[Point-based annotation data]

--------------------------------

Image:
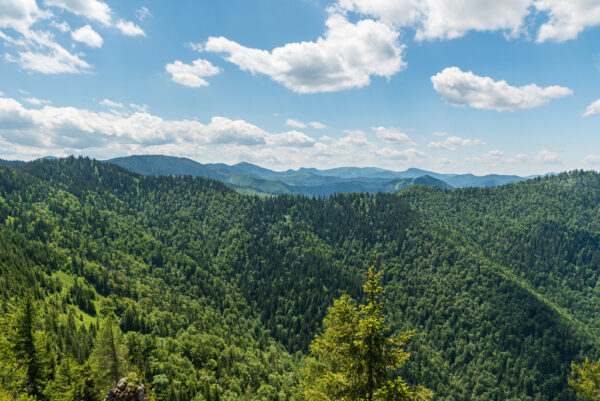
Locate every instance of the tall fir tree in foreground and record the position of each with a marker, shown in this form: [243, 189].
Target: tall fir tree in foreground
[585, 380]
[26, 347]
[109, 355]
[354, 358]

--------------------------------

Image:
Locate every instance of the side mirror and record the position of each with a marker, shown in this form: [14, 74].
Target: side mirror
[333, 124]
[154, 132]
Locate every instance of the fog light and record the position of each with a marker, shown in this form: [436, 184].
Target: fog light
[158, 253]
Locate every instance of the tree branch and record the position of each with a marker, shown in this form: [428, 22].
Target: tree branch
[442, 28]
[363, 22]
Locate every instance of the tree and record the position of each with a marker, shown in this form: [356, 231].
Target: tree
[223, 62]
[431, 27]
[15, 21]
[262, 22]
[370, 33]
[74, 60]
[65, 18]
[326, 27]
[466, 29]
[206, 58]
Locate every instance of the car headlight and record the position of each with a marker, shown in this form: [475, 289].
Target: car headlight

--------------------------------

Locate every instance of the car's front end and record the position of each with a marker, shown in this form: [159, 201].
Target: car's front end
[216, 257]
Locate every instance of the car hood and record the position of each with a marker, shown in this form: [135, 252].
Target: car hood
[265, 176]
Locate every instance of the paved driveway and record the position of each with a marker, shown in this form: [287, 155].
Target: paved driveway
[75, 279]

--------------------------------

» Description of the task:
Can you copy out the entries word for word, everything from the line containing "Locate every instance of the car headlight" down to the line containing "Target: car headlight", including both of those lines?

» Response to the exercise:
Locate every instance of the car headlight and record the position of each with a marker, shown in this form: [475, 289].
Target: car headlight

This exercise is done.